**What is needed:**
From the line containing "- **Output format**: a" through the last line of the records, print every line exactly and nothing more.

Phrase grounding data
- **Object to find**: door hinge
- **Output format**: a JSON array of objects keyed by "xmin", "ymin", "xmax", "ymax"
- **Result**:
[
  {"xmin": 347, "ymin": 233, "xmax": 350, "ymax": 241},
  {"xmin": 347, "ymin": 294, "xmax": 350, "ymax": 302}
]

**Output of the exercise:**
- **Output format**: a JSON array of objects keyed by "xmin", "ymin", "xmax", "ymax"
- **Result**:
[
  {"xmin": 347, "ymin": 233, "xmax": 350, "ymax": 241},
  {"xmin": 347, "ymin": 294, "xmax": 350, "ymax": 302}
]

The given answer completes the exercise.